▸ TEXTO SELECCIONADO:
Con la ayuda de un camarero que viajó al pueblo para hablar con su padre y de un giro postal Juanito dejó de ser aprendiz de bodeguero. Estuvo poco tiempo en un bar de la calle Costa Rica porque enseguida le surgió una oportunidad en la céntrica plaza del Carmen y no la desaprovechó. En Casa Santiago se convirtió en un mocito y en todo profesional de la hostelería. Lo mismo cocinaba que atendía mesas o fregaba con lejía las tarimas en el patio. Para él no había horas. En aquellos tiempos ganaba 2.500 pesetas, un sueldo majo que le permitió comprarse una Ducati y visitar a la familia con traje y zapatos impecables. Al que quería escuchar le adelantaba que algún día tendría su propia taberna.
El rey de las gambas
Pero aún faltaba para que Juanito se convirtiera en Hostelero Mayor de Pozuelo de Alarcón. Todavía no se había cruzado en su vida Martín Gómez. El hortelano acudía a Casa Santiago los días de mercado. Los puestos se colocaban en la plaza del Carmen y allí vendía las lechugas y lombardas que cultivaba en el Camino de las Huertas. A Juanito le veía moverse como un polvorilla detrás de la barra y entre las mesas. Enseguida se dio cuenta de que era el encargado que necesitaba para resucitar el bar que tenía con su hermano en la calle Luis Béjar. Poco a poco le fue convenciendo y finalmente consiguió que cogiera las riendas de JOSMAR. “Yo ni siquiera sabía dónde estaba Pozuelo pero José Luis García, uno de mis clientes era de aquí, además de quinto de Martín, le hablé del asunto del alquiler y me llevó a verlo”.
A Juanito le gustó mucho. Bien montado, muy céntrico. Podía arriesgarse. Le sobraban las ganas y le faltaba el dinero pero se lío la manta a la cabeza -con la que luego se tapó en un colchón compartido del almacén- y llegó a un acuerdo con los hijos de Isidro Gómez. Como había terminado el servicio militar no habría interrupciones. Podría centrarse en un negocio que tenía claro desde el principio: presentarse a la clientela con el mejor marisco y los pescados más frescos. “Enseguida perdí la cuenta de las raciones de gambas a la plancha que podía servir en un fin de semana”.
La inauguración de JOSMAR en agosto de 1966 supuso todo un acontecimiento. No paraba de entrar gente. En los corrillos había alguno que no daba un duro por el manchego. Pero Juanito transformó la hostelería con raciones y aperitivos poco convencionales y alcanzó el éxito antes de lo imaginado. Las primeras Fiestas Patronales le dieron para comprarse un Simca que adaptó a sus necesidades instalándole un cajón para transportar la mercancía en óptimas condiciones. En una época en la que no existían las cámaras de refrigeración se las ingenió para inventarlas.

▸ CONSIGNAS DEL EJERCICIO:
1. En el texto sobre Juanito y JOSMAR, ¿cuánto ganaba Juanito en Casa Santiago?
2. Explica por qué, según el texto sobre Juanito y JOSMAR, Juanito podía dedicarse al negocio sin interrupciones.

▸ LISTADO:
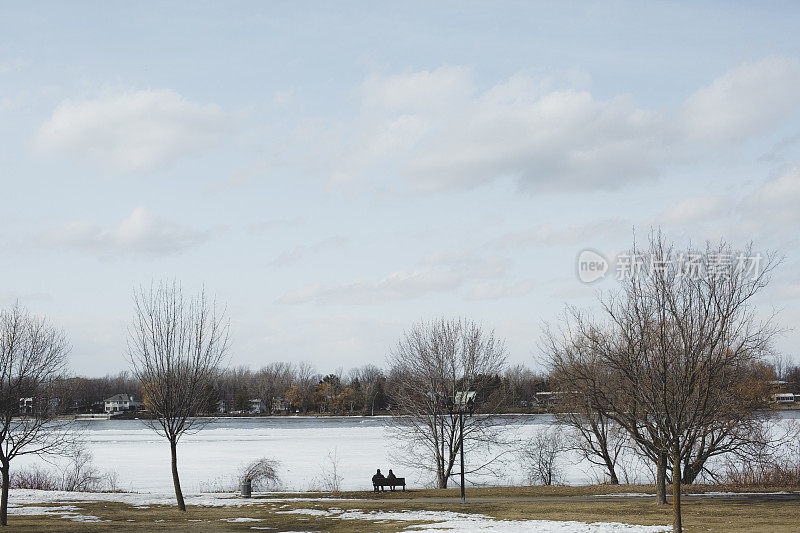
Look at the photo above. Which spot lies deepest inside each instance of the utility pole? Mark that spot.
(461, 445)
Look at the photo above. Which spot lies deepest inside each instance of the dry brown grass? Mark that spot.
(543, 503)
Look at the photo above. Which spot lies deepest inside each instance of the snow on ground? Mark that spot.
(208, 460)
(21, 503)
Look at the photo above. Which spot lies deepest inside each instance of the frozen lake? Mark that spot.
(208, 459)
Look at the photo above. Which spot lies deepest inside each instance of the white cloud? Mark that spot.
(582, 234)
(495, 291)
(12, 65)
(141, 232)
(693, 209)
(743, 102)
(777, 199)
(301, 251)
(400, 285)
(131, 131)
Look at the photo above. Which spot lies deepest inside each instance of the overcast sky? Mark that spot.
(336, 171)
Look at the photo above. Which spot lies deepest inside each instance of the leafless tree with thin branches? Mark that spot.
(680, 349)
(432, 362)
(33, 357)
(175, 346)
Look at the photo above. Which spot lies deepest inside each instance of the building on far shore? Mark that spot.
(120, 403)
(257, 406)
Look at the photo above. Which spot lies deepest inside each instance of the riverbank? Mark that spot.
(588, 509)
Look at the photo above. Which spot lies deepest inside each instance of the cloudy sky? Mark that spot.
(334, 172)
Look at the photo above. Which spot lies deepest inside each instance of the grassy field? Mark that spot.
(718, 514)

▸ RESPUESTAS CORRECTAS:
1. 2.500 pesetas.

2. Juanito ya había terminado el servicio militar. Por eso no habría interrupciones y podría centrarse en ofrecer a la clientela el mejor marisco y los pescados más frescos.